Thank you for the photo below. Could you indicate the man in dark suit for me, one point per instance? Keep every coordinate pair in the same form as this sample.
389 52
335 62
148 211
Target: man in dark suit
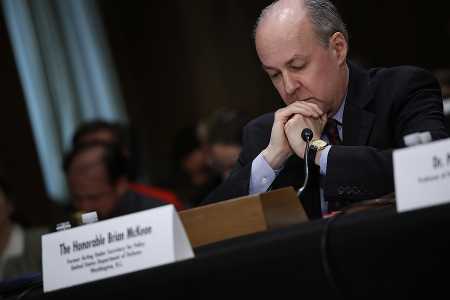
357 117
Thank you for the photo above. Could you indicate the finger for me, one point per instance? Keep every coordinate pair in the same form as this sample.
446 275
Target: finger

┄┄┄┄┄┄┄┄┄┄

Work instruction => Go through the data and return each line where the word "Thank" appears.

Exercise response =>
Thank you for the photo below. Could you indicate the man in dark suit for me, one point per instance? Keep every coordinate pair in the same form as this sample.
Thank you for the photo above. Could you indicate the finger for me, one point per instance? Keep every coordinate pair in the same form as this sample.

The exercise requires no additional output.